Problem description: Give the data again exactly as it appears.

Saved entries:

● ● ● ● ●

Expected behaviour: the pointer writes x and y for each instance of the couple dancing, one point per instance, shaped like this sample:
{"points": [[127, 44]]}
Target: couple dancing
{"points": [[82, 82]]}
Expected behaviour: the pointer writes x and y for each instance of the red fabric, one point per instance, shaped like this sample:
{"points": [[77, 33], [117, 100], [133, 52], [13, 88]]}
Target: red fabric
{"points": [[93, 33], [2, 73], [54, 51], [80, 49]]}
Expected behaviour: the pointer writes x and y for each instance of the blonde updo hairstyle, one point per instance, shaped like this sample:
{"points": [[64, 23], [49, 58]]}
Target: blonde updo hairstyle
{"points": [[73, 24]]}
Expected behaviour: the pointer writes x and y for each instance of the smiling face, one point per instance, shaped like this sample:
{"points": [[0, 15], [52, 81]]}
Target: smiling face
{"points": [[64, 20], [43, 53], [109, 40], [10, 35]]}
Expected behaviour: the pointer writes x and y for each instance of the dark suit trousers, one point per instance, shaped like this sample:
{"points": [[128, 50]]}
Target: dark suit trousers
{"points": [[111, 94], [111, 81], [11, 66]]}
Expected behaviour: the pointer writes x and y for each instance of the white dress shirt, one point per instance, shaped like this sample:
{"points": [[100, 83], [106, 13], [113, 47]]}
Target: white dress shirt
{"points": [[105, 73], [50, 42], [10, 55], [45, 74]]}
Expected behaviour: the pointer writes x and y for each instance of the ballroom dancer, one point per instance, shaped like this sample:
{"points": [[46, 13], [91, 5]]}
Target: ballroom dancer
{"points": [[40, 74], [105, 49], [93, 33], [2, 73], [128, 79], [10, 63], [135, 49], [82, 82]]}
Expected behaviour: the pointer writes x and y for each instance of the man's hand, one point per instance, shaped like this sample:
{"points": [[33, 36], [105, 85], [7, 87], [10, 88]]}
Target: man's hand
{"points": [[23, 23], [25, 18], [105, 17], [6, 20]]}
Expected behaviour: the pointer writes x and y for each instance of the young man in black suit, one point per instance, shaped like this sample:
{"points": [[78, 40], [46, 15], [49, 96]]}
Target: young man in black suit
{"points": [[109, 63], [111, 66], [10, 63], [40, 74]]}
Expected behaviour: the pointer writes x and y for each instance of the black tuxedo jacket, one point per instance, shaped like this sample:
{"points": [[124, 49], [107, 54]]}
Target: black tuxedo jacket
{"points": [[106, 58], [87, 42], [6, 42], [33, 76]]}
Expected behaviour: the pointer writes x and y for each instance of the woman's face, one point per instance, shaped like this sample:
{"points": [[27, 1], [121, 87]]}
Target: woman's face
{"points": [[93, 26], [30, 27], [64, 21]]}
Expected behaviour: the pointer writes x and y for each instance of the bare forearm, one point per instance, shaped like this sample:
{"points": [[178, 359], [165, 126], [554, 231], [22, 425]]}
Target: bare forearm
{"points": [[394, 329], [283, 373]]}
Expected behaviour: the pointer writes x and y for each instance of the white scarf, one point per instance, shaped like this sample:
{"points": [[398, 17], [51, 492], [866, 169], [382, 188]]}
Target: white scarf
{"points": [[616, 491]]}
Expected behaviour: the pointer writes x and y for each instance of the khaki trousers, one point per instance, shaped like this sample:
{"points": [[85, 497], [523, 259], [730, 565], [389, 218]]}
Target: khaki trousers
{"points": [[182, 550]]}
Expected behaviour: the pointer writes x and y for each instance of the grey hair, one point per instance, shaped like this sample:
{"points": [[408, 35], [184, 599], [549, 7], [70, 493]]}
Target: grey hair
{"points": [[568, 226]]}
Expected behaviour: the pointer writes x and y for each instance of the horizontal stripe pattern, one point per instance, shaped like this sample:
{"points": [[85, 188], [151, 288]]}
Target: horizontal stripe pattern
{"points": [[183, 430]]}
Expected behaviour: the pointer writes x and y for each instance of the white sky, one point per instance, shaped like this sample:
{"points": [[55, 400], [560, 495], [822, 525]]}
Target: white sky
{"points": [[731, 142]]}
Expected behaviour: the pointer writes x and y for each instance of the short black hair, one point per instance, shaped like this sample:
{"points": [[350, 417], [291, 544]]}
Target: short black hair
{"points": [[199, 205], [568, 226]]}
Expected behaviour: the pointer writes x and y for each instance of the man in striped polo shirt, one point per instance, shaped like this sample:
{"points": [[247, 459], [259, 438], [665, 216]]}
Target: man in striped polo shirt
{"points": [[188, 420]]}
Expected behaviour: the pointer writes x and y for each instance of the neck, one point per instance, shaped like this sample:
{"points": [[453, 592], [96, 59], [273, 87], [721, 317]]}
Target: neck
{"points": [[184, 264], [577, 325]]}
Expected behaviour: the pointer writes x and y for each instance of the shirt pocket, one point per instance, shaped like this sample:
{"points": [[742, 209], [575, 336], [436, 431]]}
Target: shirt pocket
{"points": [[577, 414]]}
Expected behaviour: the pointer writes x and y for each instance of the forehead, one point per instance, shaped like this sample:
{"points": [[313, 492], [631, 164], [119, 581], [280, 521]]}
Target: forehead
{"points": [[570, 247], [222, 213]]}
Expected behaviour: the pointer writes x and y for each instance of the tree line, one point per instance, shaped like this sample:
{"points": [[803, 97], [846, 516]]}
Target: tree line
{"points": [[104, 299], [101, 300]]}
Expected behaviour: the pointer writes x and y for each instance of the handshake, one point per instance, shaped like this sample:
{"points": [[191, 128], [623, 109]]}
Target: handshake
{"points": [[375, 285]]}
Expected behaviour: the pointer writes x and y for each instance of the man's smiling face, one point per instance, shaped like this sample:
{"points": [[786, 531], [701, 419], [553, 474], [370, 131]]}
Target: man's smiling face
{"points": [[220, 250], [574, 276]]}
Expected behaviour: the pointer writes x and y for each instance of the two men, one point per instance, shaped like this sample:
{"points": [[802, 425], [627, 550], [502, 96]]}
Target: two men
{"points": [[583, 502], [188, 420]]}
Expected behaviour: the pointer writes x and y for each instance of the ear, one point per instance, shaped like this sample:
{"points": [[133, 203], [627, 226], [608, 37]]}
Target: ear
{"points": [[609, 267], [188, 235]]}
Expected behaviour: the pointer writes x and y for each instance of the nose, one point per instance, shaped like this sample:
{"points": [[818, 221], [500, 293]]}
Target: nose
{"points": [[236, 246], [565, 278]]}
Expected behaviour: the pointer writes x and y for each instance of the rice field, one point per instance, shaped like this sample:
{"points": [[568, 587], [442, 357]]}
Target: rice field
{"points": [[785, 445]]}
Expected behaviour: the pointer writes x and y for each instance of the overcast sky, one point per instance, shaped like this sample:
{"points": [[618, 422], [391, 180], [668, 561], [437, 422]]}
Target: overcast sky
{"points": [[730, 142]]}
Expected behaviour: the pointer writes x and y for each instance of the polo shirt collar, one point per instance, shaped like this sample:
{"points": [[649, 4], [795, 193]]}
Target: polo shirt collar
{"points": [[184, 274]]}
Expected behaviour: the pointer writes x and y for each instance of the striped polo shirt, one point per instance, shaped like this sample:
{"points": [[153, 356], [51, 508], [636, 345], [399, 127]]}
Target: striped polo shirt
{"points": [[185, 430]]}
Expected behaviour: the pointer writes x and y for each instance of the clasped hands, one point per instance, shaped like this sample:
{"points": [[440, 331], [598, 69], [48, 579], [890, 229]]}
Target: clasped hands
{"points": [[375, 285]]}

● ● ● ● ●

Expected output:
Expected behaviour: the pointer writes x and y for each instance of the couple dancing, one point per instance, shaped like this sample:
{"points": [[127, 44]]}
Target: couple dancing
{"points": [[82, 82]]}
Expected behaviour: the pointer writes x and y for each instance of the red fabric, one point per instance, shaped like this sample:
{"points": [[77, 33], [117, 100], [133, 52], [13, 88]]}
Target: red fabric
{"points": [[93, 33], [2, 73], [54, 51], [80, 49]]}
Expected behaviour: the pointer writes x and y for each instance of the blonde updo hairstyle, one point per instance, shaped like this sample:
{"points": [[64, 23], [49, 58]]}
Target: blonde updo hairstyle
{"points": [[73, 24]]}
Expected behaviour: the pointer writes x and y for each instance of the smiling face, one point per instance, shaped like this sample:
{"points": [[0, 15], [52, 81]]}
Target: smiling face
{"points": [[64, 20], [43, 53], [109, 40], [10, 35]]}
Expected behaviour: the pointer writes x and y for each instance of the dark suit trousers, one point per instance, shaped like this sample:
{"points": [[128, 50]]}
Target: dark suit trousers
{"points": [[111, 94], [111, 81], [11, 66]]}
Expected behaviour: the pointer writes x and y for each instance of the white dress shirt, one point per instance, shaped like this sample:
{"points": [[100, 83], [106, 13], [113, 47]]}
Target: white dress shirt
{"points": [[105, 73], [50, 42], [10, 55], [45, 74]]}
Expected behaviour: the pointer writes x and y for each instance of the ballroom dancer, one point per instance, shaped like this sample:
{"points": [[46, 13], [91, 5]]}
Target: ballroom dancer
{"points": [[40, 74], [105, 49], [93, 33], [2, 73], [128, 79], [10, 63], [135, 49], [82, 82]]}
Expected behaviour: the pointer writes x and y for each instance of the man's hand, one point per instance, shaped like this sample:
{"points": [[33, 36], [105, 85], [7, 87], [10, 88]]}
Target: man's hand
{"points": [[23, 23], [25, 18], [105, 17], [6, 20]]}
Expected behaviour: the pointer writes x and y for each instance of the young man in black suit, one point per instance, shaped like this sample:
{"points": [[78, 40], [46, 15], [49, 96]]}
Target: young man in black suit
{"points": [[109, 63], [111, 66], [10, 63], [40, 74]]}
Expected behaviour: the pointer writes x and y for each instance of the black tuxedo jacket, one point per instance, shaped like this sample:
{"points": [[124, 49], [107, 54]]}
Target: black tuxedo jacket
{"points": [[106, 58], [87, 42], [6, 42], [33, 76]]}
Expected behaviour: the pointer writes x and y for each instance of the woman's face, one point per instance, shaped like this sample:
{"points": [[27, 1], [121, 87]]}
Target: woman's face
{"points": [[93, 26], [30, 27], [64, 21]]}
Expected behaviour: the pointer writes x and y for each instance of the bare forearm, one point per instance, shaped like this sample:
{"points": [[178, 359], [165, 126], [554, 231], [22, 425]]}
Target: bare forearm
{"points": [[394, 329], [283, 373]]}
Expected behaviour: the pointer writes x and y for each instance of the white scarf, one point per instance, shaped like this sample:
{"points": [[398, 17], [51, 492], [866, 169], [382, 188]]}
Target: white scarf
{"points": [[616, 491]]}
Expected behaviour: the pointer writes x and y for each instance of the khaki trousers, one point per instance, shaped like this sample:
{"points": [[85, 497], [523, 259], [730, 565], [389, 218]]}
Target: khaki trousers
{"points": [[182, 550]]}
Expected behaviour: the pointer writes x and y for each instance of the grey hair, one point per instance, shaped like this sample:
{"points": [[408, 35], [184, 599], [549, 7], [70, 493]]}
Target: grey hair
{"points": [[568, 226]]}
Expected behaviour: the pointer writes x and y for each instance of the horizontal stripe pattern, one point per instance, shaped like this sample:
{"points": [[85, 188], [151, 288]]}
Target: horizontal stripe pattern
{"points": [[183, 430]]}
Expected behaviour: the pointer writes x and y for each instance of the white sky, one point per instance, shaped like this sample:
{"points": [[55, 400], [560, 495], [822, 525]]}
Target: white sky
{"points": [[731, 142]]}
Expected behaviour: the pointer writes x and y for each instance of the short black hair, one point per instance, shaped like this sample:
{"points": [[350, 417], [291, 544]]}
Target: short black hair
{"points": [[199, 205], [568, 226]]}
Expected behaviour: the pointer writes x and y for each instance of the man in striped polo shirt, one point per instance, shaped like this sample:
{"points": [[247, 459], [259, 438], [665, 216]]}
Target: man in striped polo shirt
{"points": [[188, 420]]}
Expected behaviour: the pointer writes x and y for each instance of the neck, one point per instance, shaped like this sample:
{"points": [[453, 592], [96, 59], [273, 87], [721, 317]]}
Target: neck
{"points": [[184, 264], [577, 325]]}
Expected behaviour: the pointer writes x and y for each instance of the shirt pocket, one point per instance, shaped like this sample:
{"points": [[742, 209], [575, 336], [436, 431]]}
Target: shirt pocket
{"points": [[577, 414]]}
Expected behaviour: the pointer writes x and y for each instance of the forehead, one point per instance, shaped like this sample:
{"points": [[313, 492], [631, 164], [119, 581], [280, 521]]}
Target: forehead
{"points": [[570, 247], [222, 213]]}
Expected behaviour: the pointer writes x and y for each instance of the tree line, one point per instance, shaped like this sample:
{"points": [[803, 97], [846, 516]]}
Target: tree line
{"points": [[104, 299], [101, 300]]}
Expected behaviour: the pointer writes x and y for each instance of the handshake, one point per instance, shaped like this sample:
{"points": [[191, 128], [623, 109]]}
Target: handshake
{"points": [[375, 285]]}
Expected behaviour: the pointer writes x and y for each instance of the man's smiling face, one point per instance, shaped like this sample:
{"points": [[786, 531], [701, 419], [553, 474], [370, 131]]}
Target: man's smiling face
{"points": [[220, 250], [574, 276]]}
Expected behaviour: the pointer writes x and y for each instance of the two men, one point per instance, shaped like this sample:
{"points": [[802, 425], [627, 550], [502, 96]]}
Target: two men
{"points": [[583, 502], [188, 420]]}
Expected behaviour: the pointer writes x and y for each instance of the ear, one point per instance, shaped like this sample:
{"points": [[133, 203], [627, 226], [608, 37]]}
Target: ear
{"points": [[609, 267], [188, 235]]}
Expected behaviour: the pointer writes x and y for each instance of the nose, one point per instance, shaped like this sample:
{"points": [[818, 221], [500, 293]]}
Target: nose
{"points": [[236, 246], [565, 278]]}
Expected behaviour: the pointer writes x and y for each instance of the rice field, one point per instance, shaped like this sample:
{"points": [[568, 587], [442, 357]]}
Target: rice field
{"points": [[785, 445]]}
Expected behaviour: the pointer writes x and y for each instance of the overcast sky, one point per instance, shaped like this sample:
{"points": [[618, 422], [391, 180], [668, 561], [437, 422]]}
Target: overcast sky
{"points": [[730, 142]]}
Expected behaviour: the pointer writes x and y for each instance of the polo shirt collar, one point per instance, shaped like this sample:
{"points": [[649, 4], [795, 193]]}
Target: polo shirt collar
{"points": [[184, 274]]}
Expected behaviour: the pointer writes x and y for each instance of the striped polo shirt, one point per instance, shaped like this sample:
{"points": [[153, 356], [51, 508], [636, 345], [399, 127]]}
Target: striped polo shirt
{"points": [[185, 430]]}
Expected behaviour: the pointer writes x and y for each instance of the clasped hands, one point per instance, shaped like this sample:
{"points": [[440, 331], [598, 69], [48, 579], [890, 229]]}
Target: clasped hands
{"points": [[375, 285]]}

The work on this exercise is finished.